## start Extracted material

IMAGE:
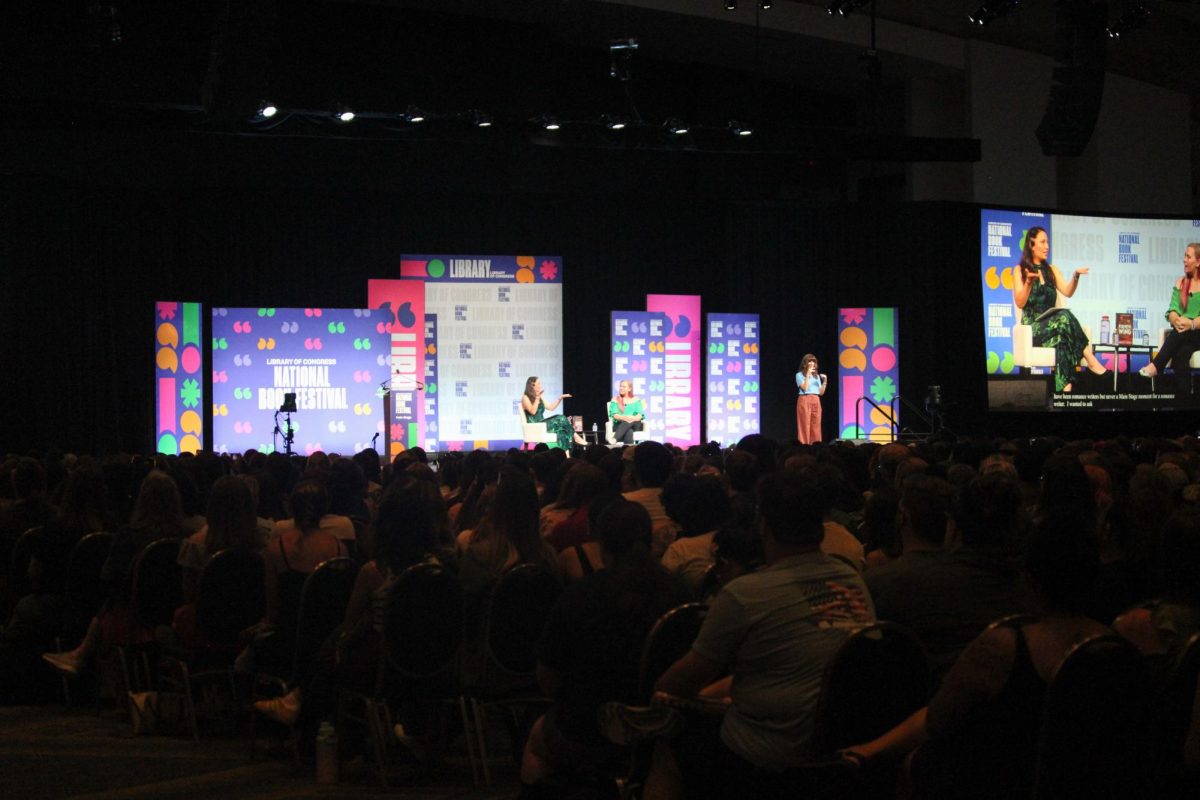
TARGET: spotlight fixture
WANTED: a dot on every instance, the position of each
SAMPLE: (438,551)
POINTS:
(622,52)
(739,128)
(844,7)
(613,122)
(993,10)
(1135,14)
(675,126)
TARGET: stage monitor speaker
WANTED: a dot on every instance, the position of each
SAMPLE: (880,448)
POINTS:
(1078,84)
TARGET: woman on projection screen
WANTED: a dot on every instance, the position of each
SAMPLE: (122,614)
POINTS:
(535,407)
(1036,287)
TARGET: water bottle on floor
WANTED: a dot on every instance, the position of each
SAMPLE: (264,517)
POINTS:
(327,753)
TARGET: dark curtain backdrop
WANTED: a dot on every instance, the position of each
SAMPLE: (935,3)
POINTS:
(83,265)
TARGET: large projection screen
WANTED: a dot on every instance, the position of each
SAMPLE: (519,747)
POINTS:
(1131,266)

## end Extracted material

Reproduce all of the records above with "dot" switched to "marker" wherever it occurs, leaving everything else unchanged and omitting the pictures.

Response to this task »
IMAGE:
TARGET: spotlight fixture
WANTED: a marker on every instance, the position of each
SAMPLE: (438,551)
POINTS:
(622,52)
(739,128)
(844,7)
(613,122)
(993,10)
(1135,14)
(675,126)
TARGET: stage monitor speaker
WANTED: a marker on every instance, the position of each
SAMPLE: (880,448)
POINTS:
(1078,84)
TARGET: woman on projection screen
WANTED: a marker on every instance, the position of each
SAMPLE: (122,614)
POINTS:
(535,407)
(1036,287)
TARGET: water bottle on floor
WANTED: a marker on every instance, the position of each
SAMPLE: (264,517)
POINTS:
(327,753)
TARGET: dark curtain backdrop
WANTED: a marker on every instance, the position of each
SAMPLE: (935,3)
POINTS:
(83,265)
TARGET: large projection screen
WANTED: a marker on every instance, the position of each
SAMPLE: (519,747)
POINTS:
(1131,266)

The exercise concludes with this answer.